--- start Material for this exercise ---
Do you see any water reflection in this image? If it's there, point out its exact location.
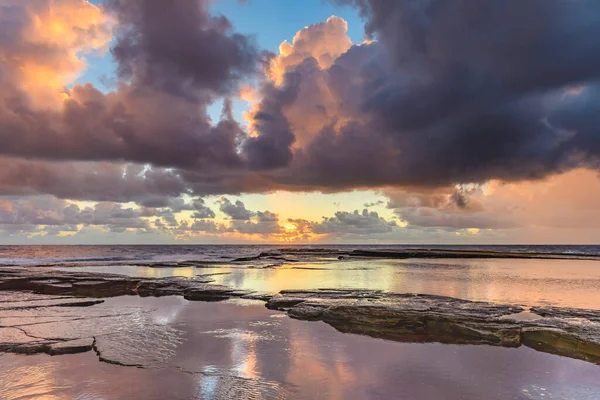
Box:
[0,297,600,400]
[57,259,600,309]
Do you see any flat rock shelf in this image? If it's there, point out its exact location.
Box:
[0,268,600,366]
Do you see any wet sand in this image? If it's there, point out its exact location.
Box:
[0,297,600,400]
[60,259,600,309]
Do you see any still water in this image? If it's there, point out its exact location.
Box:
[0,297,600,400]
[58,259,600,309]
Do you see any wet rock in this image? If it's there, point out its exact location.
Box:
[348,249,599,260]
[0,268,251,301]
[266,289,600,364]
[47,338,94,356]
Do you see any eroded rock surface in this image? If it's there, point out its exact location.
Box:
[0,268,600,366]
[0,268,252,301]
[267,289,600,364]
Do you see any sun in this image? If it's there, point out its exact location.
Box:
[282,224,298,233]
--- end Material for this exercise ---
--- start Material for this exercise ---
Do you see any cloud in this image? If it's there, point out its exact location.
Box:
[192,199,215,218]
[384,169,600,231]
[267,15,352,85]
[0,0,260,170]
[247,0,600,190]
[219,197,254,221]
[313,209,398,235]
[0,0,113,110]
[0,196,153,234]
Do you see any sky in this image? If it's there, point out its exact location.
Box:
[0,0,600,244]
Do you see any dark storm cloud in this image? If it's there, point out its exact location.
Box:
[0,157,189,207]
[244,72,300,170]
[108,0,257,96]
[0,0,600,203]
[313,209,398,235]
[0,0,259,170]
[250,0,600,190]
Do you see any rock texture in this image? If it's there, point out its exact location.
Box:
--- end Material for this exercise ---
§ **Problem**
Could you turn the records from the line with "Do you see any water" up to and including the line with "[282,224,298,233]" into a numbered list, skipping any blank lines and leaving out the pictures?

§ **Solution to the exercise**
1. Do you see any water reflection in this image? If it's there, point out its exact location.
2. Box:
3. [0,297,600,400]
4. [57,259,600,309]
5. Do you see any flat rock shelf in this image? If it's there, point out its exact location.
6. Box:
7. [0,268,600,366]
8. Do you see any wet sand in this image? If it's there, point out its exact location.
9. Box:
10. [0,297,600,400]
11. [60,259,600,309]
12. Do you see any still water in this image? If it's there, point out its exact location.
13. Box:
14. [0,297,600,400]
15. [58,259,600,309]
16. Do you see any wet rock in this image? If it's there, point out its exact location.
17. Box:
18. [348,249,599,260]
19. [0,268,251,301]
20. [266,289,600,364]
21. [47,338,94,356]
22. Do you see any eroded rock surface in this image? If it's there, point out its exact location.
23. Box:
24. [0,268,600,366]
25. [0,268,252,301]
26. [267,289,600,364]
27. Do you see any sun in this image? If it's there, point out its exact location.
28. Box:
29. [282,224,298,233]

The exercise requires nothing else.